==== SUPPLIED INFORMATION
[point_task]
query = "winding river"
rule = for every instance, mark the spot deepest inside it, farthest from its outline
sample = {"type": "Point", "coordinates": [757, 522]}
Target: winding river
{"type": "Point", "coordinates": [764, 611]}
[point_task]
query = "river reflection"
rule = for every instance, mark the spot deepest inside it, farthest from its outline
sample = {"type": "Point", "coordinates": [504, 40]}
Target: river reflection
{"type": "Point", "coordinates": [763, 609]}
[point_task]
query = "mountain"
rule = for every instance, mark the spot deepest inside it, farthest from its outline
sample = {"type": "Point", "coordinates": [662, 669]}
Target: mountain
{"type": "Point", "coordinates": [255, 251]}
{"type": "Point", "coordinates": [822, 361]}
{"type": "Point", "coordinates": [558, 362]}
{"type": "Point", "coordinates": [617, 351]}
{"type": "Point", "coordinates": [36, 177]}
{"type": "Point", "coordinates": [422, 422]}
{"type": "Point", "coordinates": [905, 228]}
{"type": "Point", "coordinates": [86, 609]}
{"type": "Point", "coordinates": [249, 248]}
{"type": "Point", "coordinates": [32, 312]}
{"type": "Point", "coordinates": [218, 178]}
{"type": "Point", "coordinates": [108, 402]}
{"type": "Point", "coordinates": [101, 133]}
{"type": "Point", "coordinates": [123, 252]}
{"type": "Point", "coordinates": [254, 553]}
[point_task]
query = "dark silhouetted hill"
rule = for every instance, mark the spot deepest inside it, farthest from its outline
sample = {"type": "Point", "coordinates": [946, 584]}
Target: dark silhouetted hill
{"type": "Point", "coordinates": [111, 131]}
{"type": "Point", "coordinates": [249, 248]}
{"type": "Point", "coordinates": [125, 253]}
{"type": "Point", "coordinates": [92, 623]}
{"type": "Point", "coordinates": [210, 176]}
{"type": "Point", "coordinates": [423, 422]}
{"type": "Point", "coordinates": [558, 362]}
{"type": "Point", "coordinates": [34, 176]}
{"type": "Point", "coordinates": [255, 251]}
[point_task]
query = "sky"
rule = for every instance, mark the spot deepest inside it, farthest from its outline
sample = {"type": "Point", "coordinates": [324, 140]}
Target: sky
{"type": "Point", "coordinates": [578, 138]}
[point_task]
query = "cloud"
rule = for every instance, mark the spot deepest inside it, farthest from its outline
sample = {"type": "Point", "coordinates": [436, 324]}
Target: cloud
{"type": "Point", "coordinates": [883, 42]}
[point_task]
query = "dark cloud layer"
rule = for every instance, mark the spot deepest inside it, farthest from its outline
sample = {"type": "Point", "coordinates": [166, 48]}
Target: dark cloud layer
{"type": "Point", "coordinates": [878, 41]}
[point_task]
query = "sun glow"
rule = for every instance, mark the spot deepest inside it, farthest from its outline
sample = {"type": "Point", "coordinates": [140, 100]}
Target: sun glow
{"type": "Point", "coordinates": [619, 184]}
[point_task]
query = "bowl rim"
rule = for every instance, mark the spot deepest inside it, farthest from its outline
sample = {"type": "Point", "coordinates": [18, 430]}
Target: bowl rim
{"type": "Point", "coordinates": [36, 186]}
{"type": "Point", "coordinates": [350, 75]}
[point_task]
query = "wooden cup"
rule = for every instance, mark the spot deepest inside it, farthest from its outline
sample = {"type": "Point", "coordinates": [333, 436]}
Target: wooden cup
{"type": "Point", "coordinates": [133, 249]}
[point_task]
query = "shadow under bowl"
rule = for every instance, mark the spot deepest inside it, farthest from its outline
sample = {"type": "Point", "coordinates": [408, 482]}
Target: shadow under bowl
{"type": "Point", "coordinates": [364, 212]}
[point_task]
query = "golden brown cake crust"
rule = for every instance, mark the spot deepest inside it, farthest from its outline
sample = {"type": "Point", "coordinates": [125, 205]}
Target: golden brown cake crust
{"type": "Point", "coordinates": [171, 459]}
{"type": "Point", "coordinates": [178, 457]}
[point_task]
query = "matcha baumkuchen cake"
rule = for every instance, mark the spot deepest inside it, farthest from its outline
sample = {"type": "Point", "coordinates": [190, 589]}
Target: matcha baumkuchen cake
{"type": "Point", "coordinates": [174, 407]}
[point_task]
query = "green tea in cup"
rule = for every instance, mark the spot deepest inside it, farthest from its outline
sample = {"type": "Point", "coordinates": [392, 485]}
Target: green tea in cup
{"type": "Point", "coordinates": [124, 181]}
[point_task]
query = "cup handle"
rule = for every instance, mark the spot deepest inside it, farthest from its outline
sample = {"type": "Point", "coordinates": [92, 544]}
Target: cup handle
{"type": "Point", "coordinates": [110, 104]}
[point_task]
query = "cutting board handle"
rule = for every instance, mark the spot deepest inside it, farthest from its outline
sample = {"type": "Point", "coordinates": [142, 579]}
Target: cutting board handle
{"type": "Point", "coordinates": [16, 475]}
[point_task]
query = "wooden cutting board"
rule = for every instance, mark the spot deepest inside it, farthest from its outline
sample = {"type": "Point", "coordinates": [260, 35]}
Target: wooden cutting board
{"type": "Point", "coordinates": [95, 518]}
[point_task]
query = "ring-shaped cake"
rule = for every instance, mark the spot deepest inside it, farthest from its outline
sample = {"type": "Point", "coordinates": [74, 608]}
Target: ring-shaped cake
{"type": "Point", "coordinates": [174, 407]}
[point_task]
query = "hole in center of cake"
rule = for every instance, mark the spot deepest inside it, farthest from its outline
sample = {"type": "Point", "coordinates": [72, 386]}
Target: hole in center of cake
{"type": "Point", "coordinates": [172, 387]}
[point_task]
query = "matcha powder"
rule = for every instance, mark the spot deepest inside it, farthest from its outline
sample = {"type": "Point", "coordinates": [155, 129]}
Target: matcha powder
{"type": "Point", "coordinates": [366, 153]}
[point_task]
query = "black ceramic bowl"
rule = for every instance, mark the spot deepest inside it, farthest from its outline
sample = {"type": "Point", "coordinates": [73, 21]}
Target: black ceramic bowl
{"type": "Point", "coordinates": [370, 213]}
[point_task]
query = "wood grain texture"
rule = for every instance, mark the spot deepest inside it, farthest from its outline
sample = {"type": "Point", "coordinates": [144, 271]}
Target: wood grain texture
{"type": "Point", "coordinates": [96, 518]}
========
==== SUPPLIED INFORMATION
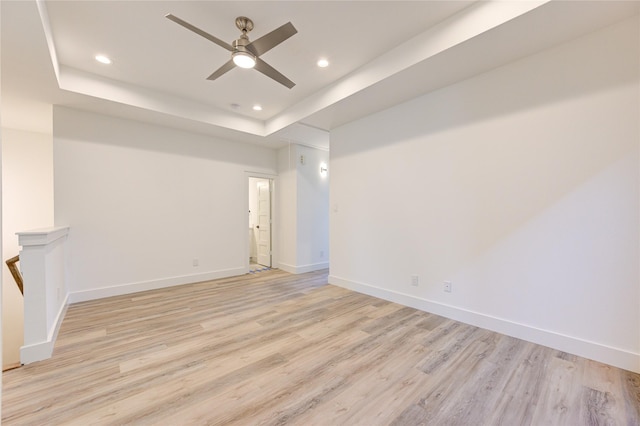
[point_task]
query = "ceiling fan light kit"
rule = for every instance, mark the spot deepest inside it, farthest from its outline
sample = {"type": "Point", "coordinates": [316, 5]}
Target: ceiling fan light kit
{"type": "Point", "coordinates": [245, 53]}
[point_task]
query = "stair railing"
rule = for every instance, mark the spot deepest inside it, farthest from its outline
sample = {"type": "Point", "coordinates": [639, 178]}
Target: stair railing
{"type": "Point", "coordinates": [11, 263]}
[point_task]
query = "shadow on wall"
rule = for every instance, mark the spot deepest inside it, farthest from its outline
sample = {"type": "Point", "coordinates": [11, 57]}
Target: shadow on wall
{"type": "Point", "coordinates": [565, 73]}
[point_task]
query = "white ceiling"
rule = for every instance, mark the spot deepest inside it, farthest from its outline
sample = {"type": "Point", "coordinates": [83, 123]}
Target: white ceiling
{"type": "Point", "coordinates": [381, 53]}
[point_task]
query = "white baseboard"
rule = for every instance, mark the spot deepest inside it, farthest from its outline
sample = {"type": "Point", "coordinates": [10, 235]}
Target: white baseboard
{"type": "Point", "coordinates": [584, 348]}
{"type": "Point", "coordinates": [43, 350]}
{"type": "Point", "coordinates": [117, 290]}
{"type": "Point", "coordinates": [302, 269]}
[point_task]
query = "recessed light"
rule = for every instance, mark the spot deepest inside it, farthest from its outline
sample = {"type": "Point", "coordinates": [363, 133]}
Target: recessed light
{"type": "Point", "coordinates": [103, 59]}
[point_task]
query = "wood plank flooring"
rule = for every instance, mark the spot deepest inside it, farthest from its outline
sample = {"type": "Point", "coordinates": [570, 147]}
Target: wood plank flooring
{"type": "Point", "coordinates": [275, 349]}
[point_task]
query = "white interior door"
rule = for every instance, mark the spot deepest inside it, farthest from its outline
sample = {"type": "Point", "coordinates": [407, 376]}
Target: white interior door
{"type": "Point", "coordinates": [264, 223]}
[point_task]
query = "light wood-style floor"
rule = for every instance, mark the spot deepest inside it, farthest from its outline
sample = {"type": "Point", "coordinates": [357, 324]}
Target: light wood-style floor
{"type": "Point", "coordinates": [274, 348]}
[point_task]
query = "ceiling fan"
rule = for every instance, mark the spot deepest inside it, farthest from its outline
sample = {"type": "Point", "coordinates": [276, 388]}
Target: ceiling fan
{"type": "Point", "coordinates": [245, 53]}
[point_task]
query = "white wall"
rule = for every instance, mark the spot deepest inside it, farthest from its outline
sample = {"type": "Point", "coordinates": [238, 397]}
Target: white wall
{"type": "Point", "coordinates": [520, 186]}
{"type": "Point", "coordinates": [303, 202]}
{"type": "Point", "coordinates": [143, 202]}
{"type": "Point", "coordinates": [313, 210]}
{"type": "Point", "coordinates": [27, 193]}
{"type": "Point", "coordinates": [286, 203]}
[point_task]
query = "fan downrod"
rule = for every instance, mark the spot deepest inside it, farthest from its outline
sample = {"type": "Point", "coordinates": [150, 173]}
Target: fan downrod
========
EXERCISE GOAL — Go through the data above and keep only the lines that contain the string "handle". Copy each of those lines unchanged.

RESPONSE TO THE EXERCISE —
query = "cup handle"
Target: cup handle
query = "cutting board handle"
Target: cutting board handle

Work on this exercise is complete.